## Rows from a pointing dataset

┄┄┄┄┄┄

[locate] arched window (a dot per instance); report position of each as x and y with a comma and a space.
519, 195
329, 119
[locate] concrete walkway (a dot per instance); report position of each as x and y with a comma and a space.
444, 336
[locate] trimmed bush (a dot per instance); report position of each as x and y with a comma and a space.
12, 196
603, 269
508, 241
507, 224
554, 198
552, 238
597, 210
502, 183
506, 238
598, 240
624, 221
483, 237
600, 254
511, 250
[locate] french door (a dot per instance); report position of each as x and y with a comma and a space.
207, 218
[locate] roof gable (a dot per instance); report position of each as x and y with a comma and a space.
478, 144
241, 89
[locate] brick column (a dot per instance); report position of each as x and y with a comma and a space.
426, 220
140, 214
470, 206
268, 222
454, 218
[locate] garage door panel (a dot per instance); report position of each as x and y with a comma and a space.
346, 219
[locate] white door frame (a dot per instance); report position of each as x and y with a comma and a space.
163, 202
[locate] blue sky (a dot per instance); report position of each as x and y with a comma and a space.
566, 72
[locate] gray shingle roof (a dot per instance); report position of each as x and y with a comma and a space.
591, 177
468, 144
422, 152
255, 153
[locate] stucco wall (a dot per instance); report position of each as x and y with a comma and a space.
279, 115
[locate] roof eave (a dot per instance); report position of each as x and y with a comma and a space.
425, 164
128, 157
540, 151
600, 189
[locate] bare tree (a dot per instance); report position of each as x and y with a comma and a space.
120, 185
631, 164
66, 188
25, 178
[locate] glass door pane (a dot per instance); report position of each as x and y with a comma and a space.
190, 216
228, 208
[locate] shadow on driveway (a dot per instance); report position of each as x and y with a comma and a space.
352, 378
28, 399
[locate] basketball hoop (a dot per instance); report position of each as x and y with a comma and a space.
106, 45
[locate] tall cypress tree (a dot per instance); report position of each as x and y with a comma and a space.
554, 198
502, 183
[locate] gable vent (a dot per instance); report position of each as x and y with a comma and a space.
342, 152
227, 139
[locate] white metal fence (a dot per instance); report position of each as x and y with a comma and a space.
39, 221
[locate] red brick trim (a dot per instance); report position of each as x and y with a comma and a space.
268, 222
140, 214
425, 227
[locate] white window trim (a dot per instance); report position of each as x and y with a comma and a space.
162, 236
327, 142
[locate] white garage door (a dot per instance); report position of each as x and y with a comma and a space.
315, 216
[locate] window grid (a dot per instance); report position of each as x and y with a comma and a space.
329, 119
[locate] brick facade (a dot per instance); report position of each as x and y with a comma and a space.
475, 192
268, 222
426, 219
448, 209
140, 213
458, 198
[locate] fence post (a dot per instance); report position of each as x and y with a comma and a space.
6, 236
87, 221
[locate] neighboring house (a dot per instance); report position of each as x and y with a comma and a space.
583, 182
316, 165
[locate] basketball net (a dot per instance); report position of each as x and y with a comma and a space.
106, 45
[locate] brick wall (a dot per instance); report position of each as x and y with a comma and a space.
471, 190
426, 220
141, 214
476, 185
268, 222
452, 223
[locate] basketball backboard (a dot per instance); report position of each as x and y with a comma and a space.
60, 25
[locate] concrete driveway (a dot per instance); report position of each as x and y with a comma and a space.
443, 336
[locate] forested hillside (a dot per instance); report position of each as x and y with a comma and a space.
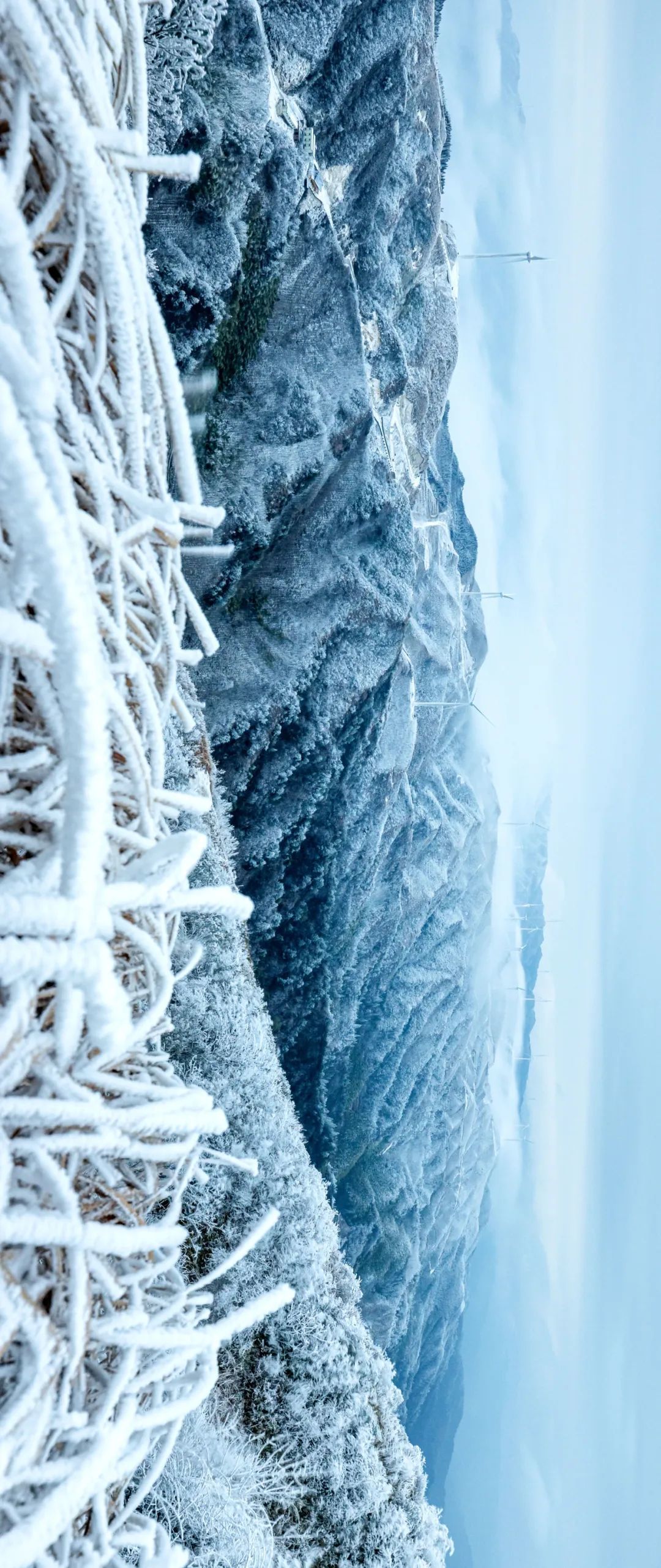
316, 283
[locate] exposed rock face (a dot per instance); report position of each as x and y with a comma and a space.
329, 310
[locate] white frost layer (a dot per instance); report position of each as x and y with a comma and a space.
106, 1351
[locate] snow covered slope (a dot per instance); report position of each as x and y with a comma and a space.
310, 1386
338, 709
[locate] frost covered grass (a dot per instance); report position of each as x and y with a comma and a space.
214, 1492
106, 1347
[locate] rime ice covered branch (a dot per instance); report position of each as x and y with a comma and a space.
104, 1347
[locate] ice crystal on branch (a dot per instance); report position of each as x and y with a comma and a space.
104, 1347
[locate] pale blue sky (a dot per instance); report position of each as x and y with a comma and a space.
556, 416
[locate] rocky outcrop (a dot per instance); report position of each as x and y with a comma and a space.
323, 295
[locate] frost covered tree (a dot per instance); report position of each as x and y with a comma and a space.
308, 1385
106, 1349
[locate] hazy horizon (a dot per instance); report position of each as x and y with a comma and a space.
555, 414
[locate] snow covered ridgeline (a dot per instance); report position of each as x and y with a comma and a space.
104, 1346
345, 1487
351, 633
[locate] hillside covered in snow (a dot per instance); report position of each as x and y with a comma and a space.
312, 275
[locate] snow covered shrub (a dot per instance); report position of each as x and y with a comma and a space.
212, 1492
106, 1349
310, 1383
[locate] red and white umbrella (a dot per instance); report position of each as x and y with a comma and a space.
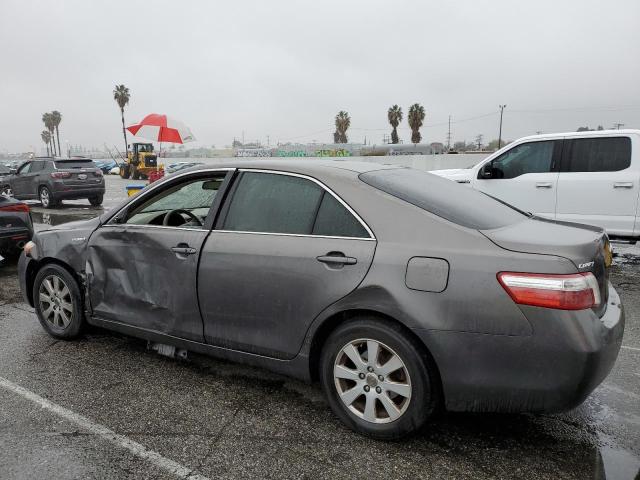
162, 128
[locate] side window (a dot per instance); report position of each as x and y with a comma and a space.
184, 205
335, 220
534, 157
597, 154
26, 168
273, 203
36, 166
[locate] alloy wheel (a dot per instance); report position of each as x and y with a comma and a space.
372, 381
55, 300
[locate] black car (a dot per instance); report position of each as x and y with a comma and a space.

┄┄┄┄┄┄

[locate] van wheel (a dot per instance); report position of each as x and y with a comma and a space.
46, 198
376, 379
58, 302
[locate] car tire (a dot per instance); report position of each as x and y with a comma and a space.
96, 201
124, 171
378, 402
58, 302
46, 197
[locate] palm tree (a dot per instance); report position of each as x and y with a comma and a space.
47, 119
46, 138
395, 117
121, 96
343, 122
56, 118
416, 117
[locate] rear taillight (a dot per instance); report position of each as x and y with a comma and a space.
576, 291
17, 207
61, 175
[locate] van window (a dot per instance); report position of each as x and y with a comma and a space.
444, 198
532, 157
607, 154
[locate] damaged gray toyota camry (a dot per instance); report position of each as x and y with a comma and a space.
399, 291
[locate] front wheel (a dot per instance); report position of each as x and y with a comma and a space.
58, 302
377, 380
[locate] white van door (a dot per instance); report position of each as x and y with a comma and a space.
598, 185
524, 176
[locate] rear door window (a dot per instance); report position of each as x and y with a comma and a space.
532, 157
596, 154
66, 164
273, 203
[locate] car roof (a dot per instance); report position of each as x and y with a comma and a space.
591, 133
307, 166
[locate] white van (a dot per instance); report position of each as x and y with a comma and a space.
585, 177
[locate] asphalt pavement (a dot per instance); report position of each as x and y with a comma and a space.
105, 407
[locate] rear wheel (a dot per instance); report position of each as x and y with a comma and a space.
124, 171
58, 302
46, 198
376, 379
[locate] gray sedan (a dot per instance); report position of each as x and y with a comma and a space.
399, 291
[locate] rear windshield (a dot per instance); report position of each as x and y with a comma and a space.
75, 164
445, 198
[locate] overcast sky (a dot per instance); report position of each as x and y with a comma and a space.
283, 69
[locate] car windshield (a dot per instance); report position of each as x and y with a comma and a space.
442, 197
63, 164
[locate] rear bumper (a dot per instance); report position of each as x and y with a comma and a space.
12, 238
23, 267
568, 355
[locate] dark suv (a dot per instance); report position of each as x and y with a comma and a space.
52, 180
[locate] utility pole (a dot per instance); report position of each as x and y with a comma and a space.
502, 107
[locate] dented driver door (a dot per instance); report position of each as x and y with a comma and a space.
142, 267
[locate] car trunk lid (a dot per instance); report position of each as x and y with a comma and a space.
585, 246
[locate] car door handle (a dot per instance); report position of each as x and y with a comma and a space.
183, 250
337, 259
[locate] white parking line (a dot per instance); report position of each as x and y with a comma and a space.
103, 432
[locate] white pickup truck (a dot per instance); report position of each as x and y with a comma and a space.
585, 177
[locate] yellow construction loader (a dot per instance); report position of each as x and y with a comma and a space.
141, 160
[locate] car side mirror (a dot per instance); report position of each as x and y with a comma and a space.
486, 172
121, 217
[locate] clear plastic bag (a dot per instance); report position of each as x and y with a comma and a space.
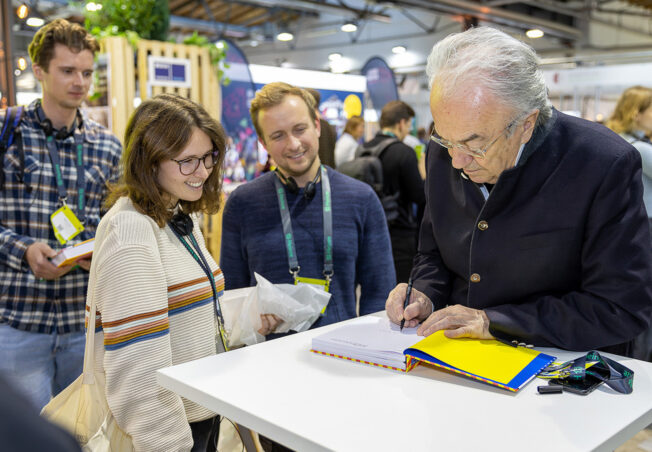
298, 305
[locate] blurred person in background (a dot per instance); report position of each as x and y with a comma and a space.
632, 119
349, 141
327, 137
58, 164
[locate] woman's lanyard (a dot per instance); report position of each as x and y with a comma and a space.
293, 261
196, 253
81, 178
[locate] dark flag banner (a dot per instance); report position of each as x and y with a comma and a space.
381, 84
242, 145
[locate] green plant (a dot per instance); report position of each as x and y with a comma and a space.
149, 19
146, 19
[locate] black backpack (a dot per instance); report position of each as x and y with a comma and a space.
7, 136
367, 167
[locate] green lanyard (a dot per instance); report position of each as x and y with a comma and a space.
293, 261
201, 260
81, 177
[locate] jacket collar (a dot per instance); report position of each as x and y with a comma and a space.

┄┄┄┄┄┄

Copy out the lines word for word, from the line that contains "[locate] green lanyard" through the line that contains "[locate] jacket collar", inclusive.

## ANSWER BELOW
[locate] green lanyard (a dot per instance); report position of each as x and y with a comma and a space.
293, 261
201, 260
81, 177
[locate] jacket collar (a dot per instance); report position of each as x and y with a comma and a space.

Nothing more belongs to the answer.